Stored dataset items:

::::::::

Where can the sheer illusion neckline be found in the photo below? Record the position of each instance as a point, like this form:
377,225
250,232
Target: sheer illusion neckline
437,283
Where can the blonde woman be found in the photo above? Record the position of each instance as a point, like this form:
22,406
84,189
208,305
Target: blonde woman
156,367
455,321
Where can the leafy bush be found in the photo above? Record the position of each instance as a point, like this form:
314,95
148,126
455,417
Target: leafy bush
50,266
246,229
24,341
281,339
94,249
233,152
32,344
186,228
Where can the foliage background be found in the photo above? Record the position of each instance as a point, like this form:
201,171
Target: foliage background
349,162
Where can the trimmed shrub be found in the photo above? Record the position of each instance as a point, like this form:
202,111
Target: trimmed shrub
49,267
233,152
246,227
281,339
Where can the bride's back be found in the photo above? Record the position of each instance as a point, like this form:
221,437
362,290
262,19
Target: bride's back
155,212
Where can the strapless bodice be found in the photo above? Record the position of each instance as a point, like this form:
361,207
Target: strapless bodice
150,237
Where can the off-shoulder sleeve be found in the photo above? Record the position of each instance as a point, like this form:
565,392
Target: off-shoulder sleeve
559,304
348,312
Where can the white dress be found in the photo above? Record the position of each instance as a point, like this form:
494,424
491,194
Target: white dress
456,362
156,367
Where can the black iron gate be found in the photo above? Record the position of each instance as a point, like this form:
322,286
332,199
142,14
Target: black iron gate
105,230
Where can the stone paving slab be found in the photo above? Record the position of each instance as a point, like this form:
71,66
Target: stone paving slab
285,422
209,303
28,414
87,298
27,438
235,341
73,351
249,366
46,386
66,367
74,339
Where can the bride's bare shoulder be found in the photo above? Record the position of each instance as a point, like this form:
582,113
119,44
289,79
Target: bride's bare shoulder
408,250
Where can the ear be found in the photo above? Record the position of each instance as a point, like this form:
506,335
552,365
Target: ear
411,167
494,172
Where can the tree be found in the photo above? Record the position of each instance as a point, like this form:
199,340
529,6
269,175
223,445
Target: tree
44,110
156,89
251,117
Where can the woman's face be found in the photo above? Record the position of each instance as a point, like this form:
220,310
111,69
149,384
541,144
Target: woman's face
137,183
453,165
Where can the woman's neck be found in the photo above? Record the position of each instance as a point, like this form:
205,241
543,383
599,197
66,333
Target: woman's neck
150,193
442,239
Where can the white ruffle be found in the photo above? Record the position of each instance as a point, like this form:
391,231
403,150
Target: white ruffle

::::::::

What you are asked to do:
Change "white ruffle" to "lace trim" everywhere in the records from the line with "Where can the white ruffle" through the end of the records. Return only those lines, with everything else left as it is.

Solution for this problem:
Where can the lace trim be found in the photo above? Record the position of each instance as a point, like this form:
391,231
403,150
Target: lace trim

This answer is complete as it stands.